- **CONJUNTO DE TAREFAS**:
a – Indique se cada afirmação abaixo está de acordo com o texto de estudo: (i) o pagamento das verbas rescisórias deve ser feito em até dez dias contados do término do contrato; (ii) o processo de homologação de acordo extrajudicial pode começar por petição apresentada por apenas uma das partes; (iii) a quitação abrange também as parcelas não consignadas no recibo. Responda sim ou não a cada uma e cite literalmente as palavras do texto que decidem a resposta.
b – Reescreva em forma de lista o parágrafo do texto de estudo que começa com "Apresentada a petição", mantendo suas informações principais.
c – Transcreva do texto de estudo o trecho que vai de "Como os efeitos" até "de acordo extrajudicial.", incluindo este último.

- **TEXTO DE ESTUDO**:

>>>

A dispensa de um empregado implica a necessidade de pagamento de verbas rescisórias pelo empregador, consoante prevê o art. 477, § 6º, da CLT:
“Art. 477 (…)
§ 6º A entrega ao empregado de documentos que comprovem a comunicação da extinção contratual aos órgãos competentes bem como o pagamento dos valores constantes do instrumento de rescisão ou recibo de quitação deverão ser efetuados até dez dias contados a partir do término do contrato.”
Claro que essa quitação somente atinge as verbas rescisórias que se encontram no termo de rescisão, na forma do art. 477, § 2º, da CLT:
“Art. 477 (…)
§ 2º – O instrumento de rescisão ou recibo de quitação, qualquer que seja a causa ou forma de dissolução do contrato, deve ter especificada a natureza de cada parcela paga ao empregado e discriminado o seu valor, sendo válida a quitação, apenas, relativamente às mesmas parcelas.”
QUITAÇÃO. VALIDADE (mantida) – Res. 121/2003, DJ 19, 20 e 21.11.2003
Na mesma direção segue a Súmula 330 do Tribunal Superior do Trabalho:
“A quitação passada pelo empregado, com assistência de entidade sindical de sua categoria, ao empregador, com observância dos requisitos exigidos nos parágrafos do art. 477 da CLT, tem eficácia liberatória em relação às parcelas expressamente consignadas no recibo, salvo se oposta ressalva expressa e especificada ao valor dado à parcela ou parcelas impugnadas.
I – A quitação não abrange parcelas não consignadas no recibo de quitação e, conseqüentemente, seus reflexos em outras parcelas, ainda que estas constem desse recibo.
II – Quanto a direitos que deveriam ter sido satisfeitos durante a vigência do contrato de trabalho, a quitação é válida em relação ao período expressamente consignado no recibo de quitação.”
Como os efeitos da quitação são limitados, é comum ver empregadores buscarem meios de ampliar esses efeitos. É exatamente nesse ponto que começa o debate. No entanto, para entender o problema, precisamos lembrar de que existe a figura da homologação de acordo extrajudicial.
Na Justiça do Trabalho, surgiu a possibilidade de homologação de acordo extrajudicial, conforme se constata no art. 652, “f”, da CLT:
“Art. 652. Compete às Varas do Trabalho:
f) decidir quanto à homologação de acordo extrajudicial em matéria de competência da Justiça do Trabalho.”
Sabe-se que se trata de um procedimento de jurisdição voluntária, em que as partes apresentam uma petição conjunta, conforme se nota no art. 855-B, caput, da CLT:
“Art. 855-B. O processo de homologação de acordo extrajudicial terá início por petição conjunta, sendo obrigatória a representação das partes por advogado.”
Apresentada a petição, o juiz deve analisar os termos do acordo e sua validade, verificar a intenção das partes e os efeitos da avença. Claro que, havendo alguma ilicitude ou nulidade insanável, cabe ao magistrado indeferir a homologação, voltando a correr o prazo prescricional que foi suspenso pelo ajuizamento da ação:
“Art. 855-E. A petição de homologação de acordo extrajudicial suspende o prazo prescricional da ação quanto aos direitos nela especificados.

<<<

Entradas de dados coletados
>>>

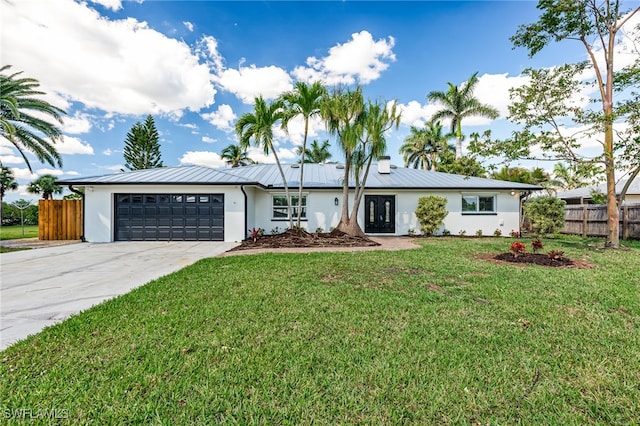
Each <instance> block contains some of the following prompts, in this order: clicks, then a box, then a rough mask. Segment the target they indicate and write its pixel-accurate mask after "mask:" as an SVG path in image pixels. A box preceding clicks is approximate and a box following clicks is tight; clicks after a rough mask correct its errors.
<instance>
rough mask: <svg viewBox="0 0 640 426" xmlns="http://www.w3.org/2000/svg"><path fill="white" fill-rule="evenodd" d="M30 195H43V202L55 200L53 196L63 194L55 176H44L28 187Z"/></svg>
mask: <svg viewBox="0 0 640 426" xmlns="http://www.w3.org/2000/svg"><path fill="white" fill-rule="evenodd" d="M27 191H28V192H29V193H30V194H42V199H43V200H49V199H51V200H52V199H53V194H62V187H61V186H60V185H57V184H56V177H55V176H53V175H42V176H40V177H39V178H38V179H36V180H34V181H33V182H31V183H30V184H29V186H28V187H27Z"/></svg>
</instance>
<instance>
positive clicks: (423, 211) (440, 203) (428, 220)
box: [416, 195, 449, 235]
mask: <svg viewBox="0 0 640 426" xmlns="http://www.w3.org/2000/svg"><path fill="white" fill-rule="evenodd" d="M446 206H447V199H446V198H444V197H438V196H436V195H426V196H424V197H420V198H419V199H418V208H417V209H416V217H417V218H418V222H420V230H421V231H422V232H424V233H425V234H427V235H432V234H433V233H434V232H436V231H437V230H438V228H440V226H442V225H443V224H444V218H445V217H447V214H449V212H448V211H447V208H446Z"/></svg>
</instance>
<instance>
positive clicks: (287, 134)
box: [273, 116, 325, 146]
mask: <svg viewBox="0 0 640 426" xmlns="http://www.w3.org/2000/svg"><path fill="white" fill-rule="evenodd" d="M324 130H325V124H324V122H323V121H322V120H321V119H320V118H319V117H318V116H314V117H312V118H311V119H310V120H309V134H308V135H307V143H311V141H312V140H313V139H314V138H317V137H318V136H319V134H320V132H322V131H324ZM273 134H274V136H275V137H276V138H279V139H288V140H290V141H291V142H292V143H293V144H294V145H296V146H301V145H302V142H303V141H304V118H302V117H301V116H296V117H295V118H293V119H292V120H290V121H289V125H288V126H287V131H285V130H283V129H282V128H281V127H280V126H275V127H274V128H273Z"/></svg>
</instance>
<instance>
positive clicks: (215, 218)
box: [114, 194, 224, 241]
mask: <svg viewBox="0 0 640 426" xmlns="http://www.w3.org/2000/svg"><path fill="white" fill-rule="evenodd" d="M115 204H116V206H115V215H116V218H115V225H116V230H115V236H114V237H115V239H116V240H161V241H166V240H189V241H195V240H206V241H210V240H213V241H222V240H224V195H223V194H115Z"/></svg>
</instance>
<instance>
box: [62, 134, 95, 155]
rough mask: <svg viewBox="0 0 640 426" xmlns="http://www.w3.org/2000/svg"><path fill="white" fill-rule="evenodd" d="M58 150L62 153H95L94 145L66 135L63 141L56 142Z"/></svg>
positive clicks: (76, 153) (68, 153) (65, 153)
mask: <svg viewBox="0 0 640 426" xmlns="http://www.w3.org/2000/svg"><path fill="white" fill-rule="evenodd" d="M55 148H56V150H57V151H58V152H59V153H60V154H69V155H74V154H88V155H93V147H92V146H91V145H89V144H88V143H86V142H83V141H81V140H80V139H78V138H74V137H73V136H64V137H63V139H62V142H57V143H56V144H55Z"/></svg>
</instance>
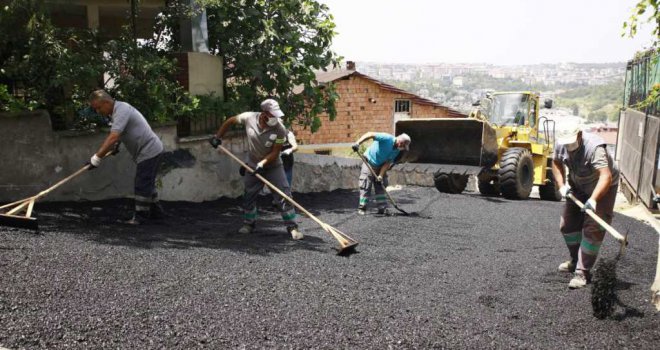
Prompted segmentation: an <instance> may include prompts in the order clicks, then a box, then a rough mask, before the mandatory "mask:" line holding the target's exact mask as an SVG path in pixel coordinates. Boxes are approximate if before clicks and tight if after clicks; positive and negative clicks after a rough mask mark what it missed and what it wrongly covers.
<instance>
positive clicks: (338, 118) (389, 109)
mask: <svg viewBox="0 0 660 350" xmlns="http://www.w3.org/2000/svg"><path fill="white" fill-rule="evenodd" d="M334 83H335V87H336V89H337V93H338V94H339V99H338V100H337V104H336V108H337V117H336V118H335V120H334V121H330V120H329V119H328V116H327V115H326V114H322V115H321V116H320V117H321V121H322V123H323V124H322V126H321V128H320V129H319V130H318V131H317V132H316V133H313V134H312V133H311V132H310V130H309V128H307V129H304V128H302V127H300V126H294V128H293V129H294V131H295V133H296V139H297V140H298V142H299V143H300V144H305V145H309V144H324V143H351V142H355V140H357V139H358V138H359V137H360V136H361V135H362V134H364V133H365V132H368V131H378V132H388V133H394V123H393V116H394V101H395V100H397V99H410V98H411V97H412V95H407V94H401V93H396V92H393V91H390V90H387V89H384V88H383V87H381V86H380V85H378V84H376V83H374V82H372V81H369V80H367V79H364V78H362V77H358V76H349V77H348V78H346V79H340V80H337V81H335V82H334ZM447 116H448V114H447V108H444V107H437V106H430V105H422V104H417V103H414V102H413V101H412V100H411V117H413V118H421V117H428V118H430V117H438V118H442V117H447Z"/></svg>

<<<

- **LISTA DE SOLUÇÕES**:
a –
(i) Sim: "deverão ser efetuados até dez dias contados a partir do término do contrato".
(ii) Não: "terá início por petição conjunta".
(iii) Não: "A quitação não abrange parcelas não consignadas no recibo de quitação".

b –
- Após a apresentação da petição, o juiz analisa os termos do acordo e sua validade.
- O juiz verifica a intenção das partes e os efeitos da avença.
- Se houver ilicitude ou nulidade insanável, o magistrado deve indeferir a homologação.
- Nesse caso, volta a correr o prazo prescricional, que havia sido suspenso pelo ajuizamento da ação.

c –
Como os efeitos da quitação são limitados, é comum ver empregadores buscarem meios de ampliar esses efeitos. É exatamente nesse ponto que começa o debate. No entanto, para entender o problema, precisamos lembrar de que existe a figura da homologação de acordo extrajudicial.